## TAREFA ESCRITA
No trecho sobre a investigação criminal pelo Ministério Público, transcreva sem nenhuma alteração tudo o que vai desde "Costuma-se opor ao" até "competência da União.".

## TRECHO DO DOCUMENTO
-.-.-

Portanto, não podemos conceber, em que pese a autoridade dos que pensam contrariamente, que se diga ser defeso ao Ministério Público a investigação e a coleta de provas para o processo criminal, pois tal atribuição é permitida perfeitamente, principalmente levando-se em conta a lição doutrinária amplamente conhecida, segundo a qual o inquérito policial é peça prescindível à instauração da ação penal, conclusão esta retirada do próprio Código de Processo Penal, arts. 4º., parágrafo único, 12, 27, 39, parágrafo 5º. e 46, parágrafo 1º. Com razão afirma Mazzilli:

“Tanto na área cível como criminal, admitem-se investigações diretas do órgão titular da ação penal pública do Estado. Para fazê-las, não raro se valerá de notificações e requisições.” E, complementa: “Em matéria criminal, as investigações diretas ministeriais constituem exceção ao princípio da apuração das infrações penais pela polícia judiciária; contudo, há casos em que se impõe a investigação direta pelo Ministério Público, e os exemplos mais comuns dizem respeito a crimes praticados por policiais e autoridades.” (6)

Costuma-se opor ao entendimento acima esposado o art. 144, parágrafo 4º da Constituição Federal, cuja redação diz caber à Polícia Civil a apuração de infração penal, exceto a de natureza militar, ressalvada, também, a competência da União.

-.-.-

Entradas salvas:
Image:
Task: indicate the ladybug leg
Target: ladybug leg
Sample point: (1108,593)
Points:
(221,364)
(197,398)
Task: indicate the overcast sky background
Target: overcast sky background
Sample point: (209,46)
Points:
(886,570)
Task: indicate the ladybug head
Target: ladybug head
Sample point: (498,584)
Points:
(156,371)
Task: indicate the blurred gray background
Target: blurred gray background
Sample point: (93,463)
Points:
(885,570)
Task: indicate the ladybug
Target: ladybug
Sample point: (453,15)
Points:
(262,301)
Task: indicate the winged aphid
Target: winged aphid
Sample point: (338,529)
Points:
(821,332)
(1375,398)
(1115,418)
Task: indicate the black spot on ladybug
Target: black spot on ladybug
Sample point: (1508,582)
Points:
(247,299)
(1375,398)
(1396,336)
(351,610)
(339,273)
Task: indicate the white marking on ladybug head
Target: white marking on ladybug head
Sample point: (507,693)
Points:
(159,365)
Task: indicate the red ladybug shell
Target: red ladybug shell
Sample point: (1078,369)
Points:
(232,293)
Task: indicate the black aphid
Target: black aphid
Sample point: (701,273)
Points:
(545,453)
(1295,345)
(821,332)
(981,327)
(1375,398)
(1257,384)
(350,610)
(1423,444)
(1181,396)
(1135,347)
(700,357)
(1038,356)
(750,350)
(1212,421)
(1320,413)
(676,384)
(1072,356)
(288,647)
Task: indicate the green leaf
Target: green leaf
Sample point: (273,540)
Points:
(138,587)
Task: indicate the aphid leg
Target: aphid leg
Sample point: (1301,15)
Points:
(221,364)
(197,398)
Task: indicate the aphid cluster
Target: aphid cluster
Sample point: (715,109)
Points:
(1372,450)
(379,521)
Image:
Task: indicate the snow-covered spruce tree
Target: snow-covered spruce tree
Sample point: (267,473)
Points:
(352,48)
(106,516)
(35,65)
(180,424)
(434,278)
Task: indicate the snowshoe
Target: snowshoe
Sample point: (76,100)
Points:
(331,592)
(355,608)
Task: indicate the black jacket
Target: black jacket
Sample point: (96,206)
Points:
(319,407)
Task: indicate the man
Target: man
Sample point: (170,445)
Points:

-.-.-

## RESPOSTA DA TAREFA
Costuma-se opor ao entendimento acima esposado o art. 144, parágrafo 4º da Constituição Federal, cuja redação diz caber à Polícia Civil a apuração de infração penal, exceto a de natureza militar, ressalvada, também, a competência da União.